[Entries taken from a collection]
• • • •
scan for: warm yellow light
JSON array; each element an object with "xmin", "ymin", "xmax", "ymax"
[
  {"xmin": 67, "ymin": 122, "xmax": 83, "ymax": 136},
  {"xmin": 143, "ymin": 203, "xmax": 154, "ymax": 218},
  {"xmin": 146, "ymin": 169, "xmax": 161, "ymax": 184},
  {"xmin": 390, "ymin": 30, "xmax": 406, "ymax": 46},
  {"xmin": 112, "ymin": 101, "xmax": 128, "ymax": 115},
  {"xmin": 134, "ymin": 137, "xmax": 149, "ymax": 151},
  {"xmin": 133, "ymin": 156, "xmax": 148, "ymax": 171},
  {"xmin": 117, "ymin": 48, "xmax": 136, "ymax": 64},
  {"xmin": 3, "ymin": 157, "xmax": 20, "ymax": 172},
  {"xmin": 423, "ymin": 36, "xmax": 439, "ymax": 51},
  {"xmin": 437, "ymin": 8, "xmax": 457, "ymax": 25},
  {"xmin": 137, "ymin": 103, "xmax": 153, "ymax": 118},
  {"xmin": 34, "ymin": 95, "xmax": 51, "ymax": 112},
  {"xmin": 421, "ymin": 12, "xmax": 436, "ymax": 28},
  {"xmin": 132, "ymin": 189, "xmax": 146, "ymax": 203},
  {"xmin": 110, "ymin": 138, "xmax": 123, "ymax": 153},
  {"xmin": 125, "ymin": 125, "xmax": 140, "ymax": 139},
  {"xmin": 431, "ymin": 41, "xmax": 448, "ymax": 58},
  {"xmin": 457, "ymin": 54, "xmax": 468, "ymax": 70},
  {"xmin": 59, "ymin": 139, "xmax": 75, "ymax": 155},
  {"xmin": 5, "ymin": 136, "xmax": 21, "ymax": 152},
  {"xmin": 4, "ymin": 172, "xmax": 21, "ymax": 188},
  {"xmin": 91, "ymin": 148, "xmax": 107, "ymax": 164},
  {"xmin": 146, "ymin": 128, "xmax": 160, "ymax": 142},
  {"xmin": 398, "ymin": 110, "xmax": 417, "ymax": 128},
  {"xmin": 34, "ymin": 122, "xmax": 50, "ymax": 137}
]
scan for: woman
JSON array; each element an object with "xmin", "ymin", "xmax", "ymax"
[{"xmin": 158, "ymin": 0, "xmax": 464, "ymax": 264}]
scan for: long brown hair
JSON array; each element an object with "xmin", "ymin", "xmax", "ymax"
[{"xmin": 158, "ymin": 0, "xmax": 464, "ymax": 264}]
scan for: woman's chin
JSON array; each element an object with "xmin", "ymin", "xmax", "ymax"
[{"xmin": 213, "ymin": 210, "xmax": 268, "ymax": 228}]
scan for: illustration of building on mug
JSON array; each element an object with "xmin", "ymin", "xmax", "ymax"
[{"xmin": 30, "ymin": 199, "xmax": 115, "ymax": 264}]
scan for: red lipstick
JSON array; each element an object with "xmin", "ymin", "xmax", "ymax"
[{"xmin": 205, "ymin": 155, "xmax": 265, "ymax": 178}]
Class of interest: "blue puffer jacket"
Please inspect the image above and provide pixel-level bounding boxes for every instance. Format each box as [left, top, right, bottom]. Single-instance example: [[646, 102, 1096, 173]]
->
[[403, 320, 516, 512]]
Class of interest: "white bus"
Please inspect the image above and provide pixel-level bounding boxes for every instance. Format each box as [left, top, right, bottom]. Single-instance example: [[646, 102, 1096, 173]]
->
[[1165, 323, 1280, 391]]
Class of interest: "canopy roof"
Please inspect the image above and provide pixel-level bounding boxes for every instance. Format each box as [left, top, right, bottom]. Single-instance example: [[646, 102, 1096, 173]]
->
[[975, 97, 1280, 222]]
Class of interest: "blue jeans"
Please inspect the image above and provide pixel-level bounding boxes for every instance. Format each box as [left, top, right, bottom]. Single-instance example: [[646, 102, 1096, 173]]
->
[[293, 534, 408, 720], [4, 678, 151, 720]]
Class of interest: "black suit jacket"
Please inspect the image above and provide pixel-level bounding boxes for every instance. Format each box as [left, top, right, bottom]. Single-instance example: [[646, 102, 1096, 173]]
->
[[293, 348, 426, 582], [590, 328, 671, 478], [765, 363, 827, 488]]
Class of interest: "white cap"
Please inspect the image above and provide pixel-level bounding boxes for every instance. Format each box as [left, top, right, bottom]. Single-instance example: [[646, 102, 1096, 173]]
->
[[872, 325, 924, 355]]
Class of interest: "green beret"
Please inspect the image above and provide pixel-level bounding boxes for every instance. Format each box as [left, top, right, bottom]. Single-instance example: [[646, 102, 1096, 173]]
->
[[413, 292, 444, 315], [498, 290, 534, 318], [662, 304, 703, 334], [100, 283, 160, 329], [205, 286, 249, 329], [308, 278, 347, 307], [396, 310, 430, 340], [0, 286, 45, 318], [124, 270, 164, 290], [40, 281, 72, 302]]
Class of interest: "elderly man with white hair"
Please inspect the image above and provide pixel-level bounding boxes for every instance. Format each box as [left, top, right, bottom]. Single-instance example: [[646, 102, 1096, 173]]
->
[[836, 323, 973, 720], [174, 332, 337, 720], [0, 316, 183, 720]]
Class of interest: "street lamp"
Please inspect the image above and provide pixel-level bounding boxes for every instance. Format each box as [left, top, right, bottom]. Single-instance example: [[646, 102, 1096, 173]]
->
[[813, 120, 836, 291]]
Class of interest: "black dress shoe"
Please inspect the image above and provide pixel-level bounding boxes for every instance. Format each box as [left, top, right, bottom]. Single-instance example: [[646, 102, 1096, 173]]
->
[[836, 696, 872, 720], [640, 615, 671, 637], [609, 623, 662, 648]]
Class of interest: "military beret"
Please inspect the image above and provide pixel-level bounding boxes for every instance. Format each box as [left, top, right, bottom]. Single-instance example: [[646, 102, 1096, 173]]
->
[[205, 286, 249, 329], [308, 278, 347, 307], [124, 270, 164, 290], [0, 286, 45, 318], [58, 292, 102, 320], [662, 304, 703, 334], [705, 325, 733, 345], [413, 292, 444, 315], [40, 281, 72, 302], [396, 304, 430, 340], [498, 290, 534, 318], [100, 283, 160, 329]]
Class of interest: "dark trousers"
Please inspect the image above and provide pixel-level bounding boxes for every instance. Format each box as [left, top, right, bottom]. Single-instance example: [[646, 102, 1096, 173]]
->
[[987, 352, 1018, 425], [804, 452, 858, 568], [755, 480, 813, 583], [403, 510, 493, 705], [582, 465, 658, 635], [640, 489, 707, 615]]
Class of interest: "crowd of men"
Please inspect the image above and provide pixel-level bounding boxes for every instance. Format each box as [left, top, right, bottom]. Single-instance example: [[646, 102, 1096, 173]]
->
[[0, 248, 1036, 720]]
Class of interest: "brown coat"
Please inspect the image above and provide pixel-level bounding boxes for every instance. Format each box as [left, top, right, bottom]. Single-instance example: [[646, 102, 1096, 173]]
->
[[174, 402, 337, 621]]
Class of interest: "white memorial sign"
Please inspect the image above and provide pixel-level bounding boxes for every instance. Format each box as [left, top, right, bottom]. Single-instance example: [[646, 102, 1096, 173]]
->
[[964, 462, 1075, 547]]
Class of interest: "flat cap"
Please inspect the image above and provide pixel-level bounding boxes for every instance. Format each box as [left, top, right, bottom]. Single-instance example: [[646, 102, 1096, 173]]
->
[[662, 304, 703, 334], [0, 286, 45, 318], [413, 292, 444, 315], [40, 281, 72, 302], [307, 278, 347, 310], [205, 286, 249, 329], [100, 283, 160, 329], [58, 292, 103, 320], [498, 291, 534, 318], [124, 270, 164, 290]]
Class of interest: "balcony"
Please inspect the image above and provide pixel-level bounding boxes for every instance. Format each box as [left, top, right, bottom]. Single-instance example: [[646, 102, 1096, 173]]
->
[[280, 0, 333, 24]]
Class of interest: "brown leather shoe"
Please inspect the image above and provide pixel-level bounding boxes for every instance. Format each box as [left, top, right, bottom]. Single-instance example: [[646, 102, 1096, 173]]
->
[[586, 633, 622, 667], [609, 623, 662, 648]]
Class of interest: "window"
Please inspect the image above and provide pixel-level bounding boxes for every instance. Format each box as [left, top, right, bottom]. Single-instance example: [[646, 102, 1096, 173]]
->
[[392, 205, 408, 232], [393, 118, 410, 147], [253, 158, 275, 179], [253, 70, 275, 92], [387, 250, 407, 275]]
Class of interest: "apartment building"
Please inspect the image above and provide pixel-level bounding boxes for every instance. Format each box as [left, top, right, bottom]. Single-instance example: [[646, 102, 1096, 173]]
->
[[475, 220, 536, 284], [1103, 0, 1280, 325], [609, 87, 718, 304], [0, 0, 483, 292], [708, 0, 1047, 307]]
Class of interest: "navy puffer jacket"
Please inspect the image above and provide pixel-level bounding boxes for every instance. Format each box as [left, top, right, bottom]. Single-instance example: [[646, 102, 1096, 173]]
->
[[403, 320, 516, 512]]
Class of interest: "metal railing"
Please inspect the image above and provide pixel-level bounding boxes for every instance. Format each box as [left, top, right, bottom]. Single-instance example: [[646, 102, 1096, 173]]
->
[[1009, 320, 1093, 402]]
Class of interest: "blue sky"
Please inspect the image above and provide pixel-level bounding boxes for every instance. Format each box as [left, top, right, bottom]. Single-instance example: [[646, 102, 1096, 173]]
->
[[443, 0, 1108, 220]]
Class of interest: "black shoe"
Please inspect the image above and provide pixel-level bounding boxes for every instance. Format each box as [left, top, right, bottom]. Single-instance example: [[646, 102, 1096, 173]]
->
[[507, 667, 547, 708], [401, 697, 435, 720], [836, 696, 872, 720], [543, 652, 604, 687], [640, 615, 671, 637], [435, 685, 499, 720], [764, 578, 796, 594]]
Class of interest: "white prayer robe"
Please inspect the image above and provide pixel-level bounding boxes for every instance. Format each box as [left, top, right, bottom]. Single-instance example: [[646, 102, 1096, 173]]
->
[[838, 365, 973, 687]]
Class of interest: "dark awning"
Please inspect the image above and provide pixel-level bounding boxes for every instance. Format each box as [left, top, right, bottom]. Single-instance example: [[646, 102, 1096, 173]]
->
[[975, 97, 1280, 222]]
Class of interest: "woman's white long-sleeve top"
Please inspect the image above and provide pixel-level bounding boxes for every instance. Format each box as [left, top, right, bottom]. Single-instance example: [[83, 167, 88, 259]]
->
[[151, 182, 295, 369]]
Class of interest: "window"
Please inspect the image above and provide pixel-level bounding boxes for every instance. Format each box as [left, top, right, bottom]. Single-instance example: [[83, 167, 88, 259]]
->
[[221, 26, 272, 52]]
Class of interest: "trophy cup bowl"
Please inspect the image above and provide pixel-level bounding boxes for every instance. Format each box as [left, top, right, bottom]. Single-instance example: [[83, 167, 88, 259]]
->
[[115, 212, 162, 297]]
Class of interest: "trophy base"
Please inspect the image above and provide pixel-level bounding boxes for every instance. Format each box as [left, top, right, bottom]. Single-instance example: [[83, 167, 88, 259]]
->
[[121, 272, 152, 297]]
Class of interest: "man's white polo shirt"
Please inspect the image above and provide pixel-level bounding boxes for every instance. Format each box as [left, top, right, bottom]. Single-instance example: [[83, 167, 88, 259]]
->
• • • •
### AIM
Gather every line of the records above that contains the string "brown", matching case exactly.

### SOLVED PROBLEM
scan for: long brown hair
Class of interest: "brown coat"
Class of interest: "brown leather shoe"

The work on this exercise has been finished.